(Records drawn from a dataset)
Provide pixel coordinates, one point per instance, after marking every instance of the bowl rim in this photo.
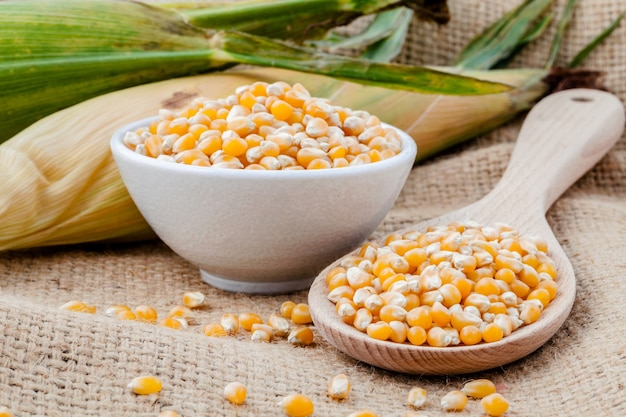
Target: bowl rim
(120, 150)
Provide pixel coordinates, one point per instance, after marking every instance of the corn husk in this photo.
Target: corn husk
(60, 184)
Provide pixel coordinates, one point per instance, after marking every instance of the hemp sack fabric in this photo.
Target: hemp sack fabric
(57, 363)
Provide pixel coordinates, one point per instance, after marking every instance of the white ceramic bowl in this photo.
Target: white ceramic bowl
(261, 231)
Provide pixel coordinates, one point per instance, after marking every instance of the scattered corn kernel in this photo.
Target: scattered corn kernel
(301, 336)
(145, 313)
(247, 319)
(5, 412)
(193, 299)
(478, 388)
(145, 385)
(301, 314)
(214, 330)
(454, 401)
(339, 387)
(363, 413)
(462, 283)
(235, 392)
(494, 404)
(167, 413)
(79, 306)
(297, 405)
(416, 397)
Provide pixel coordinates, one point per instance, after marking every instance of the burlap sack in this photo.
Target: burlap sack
(54, 363)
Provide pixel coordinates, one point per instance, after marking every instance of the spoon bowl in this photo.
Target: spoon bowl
(562, 137)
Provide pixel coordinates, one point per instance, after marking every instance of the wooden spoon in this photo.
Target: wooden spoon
(562, 137)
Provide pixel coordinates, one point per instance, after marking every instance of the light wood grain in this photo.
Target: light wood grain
(562, 137)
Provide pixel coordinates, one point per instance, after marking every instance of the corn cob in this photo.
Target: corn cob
(55, 54)
(60, 184)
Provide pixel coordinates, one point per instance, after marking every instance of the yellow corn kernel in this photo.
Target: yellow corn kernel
(416, 397)
(248, 319)
(390, 312)
(261, 335)
(301, 336)
(126, 315)
(494, 404)
(286, 308)
(301, 314)
(480, 301)
(193, 299)
(79, 306)
(297, 405)
(337, 280)
(145, 385)
(164, 413)
(214, 330)
(235, 392)
(530, 311)
(541, 294)
(399, 331)
(549, 285)
(363, 413)
(230, 323)
(114, 309)
(379, 330)
(454, 401)
(492, 333)
(210, 144)
(171, 322)
(183, 312)
(339, 387)
(279, 324)
(470, 335)
(416, 335)
(6, 412)
(461, 319)
(419, 316)
(478, 388)
(520, 288)
(438, 337)
(440, 314)
(487, 286)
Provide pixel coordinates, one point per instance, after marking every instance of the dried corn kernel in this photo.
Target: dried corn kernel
(297, 405)
(363, 413)
(494, 404)
(145, 313)
(478, 388)
(193, 299)
(5, 412)
(454, 401)
(235, 392)
(79, 306)
(230, 323)
(145, 385)
(460, 283)
(166, 413)
(248, 319)
(300, 314)
(301, 336)
(339, 387)
(416, 397)
(210, 127)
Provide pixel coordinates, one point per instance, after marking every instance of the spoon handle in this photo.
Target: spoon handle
(562, 137)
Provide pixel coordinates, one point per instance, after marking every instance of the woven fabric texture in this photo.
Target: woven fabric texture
(56, 363)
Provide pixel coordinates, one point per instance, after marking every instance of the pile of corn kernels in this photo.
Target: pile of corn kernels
(266, 126)
(457, 284)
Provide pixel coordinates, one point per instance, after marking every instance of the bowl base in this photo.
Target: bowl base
(253, 287)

**Task item:** Restate word for word the entries above, starting at the line with "Target: scattered corn kernel" and ending at the line with "yellow corn kernel in this photo.", inclusive, and no others.

**Solution to this task:**
Target: scattered corn kernel
(301, 336)
(145, 313)
(247, 319)
(5, 412)
(193, 299)
(478, 388)
(145, 385)
(301, 314)
(214, 330)
(454, 401)
(339, 387)
(363, 413)
(462, 283)
(235, 392)
(494, 404)
(167, 413)
(79, 306)
(297, 405)
(416, 397)
Provide pixel coordinates, one point per instance, after marking every instance of the burlap sack in this photo.
Target: burlap sack
(54, 363)
Provide pixel coordinates, one point per instance, after marking every instance of the spoon bowl in this photo.
Target: spoon bowl
(562, 137)
Provide pixel coordinates, one point per instance, after marking every instance of the wooden spoon in this photo.
Target: wooden spoon
(562, 137)
Provide pixel coordinates, one point per instance, after marking every instance of the light wood grain in this photo.
Target: light wood grain
(562, 137)
Provide pixel coordinates, one point per instance, after marking every instance of the corn cob in this photo.
Target: corn cob
(55, 54)
(60, 184)
Provide pixel coordinates, one point per instance, after marking every instance of the yellow corn kernel in this photo.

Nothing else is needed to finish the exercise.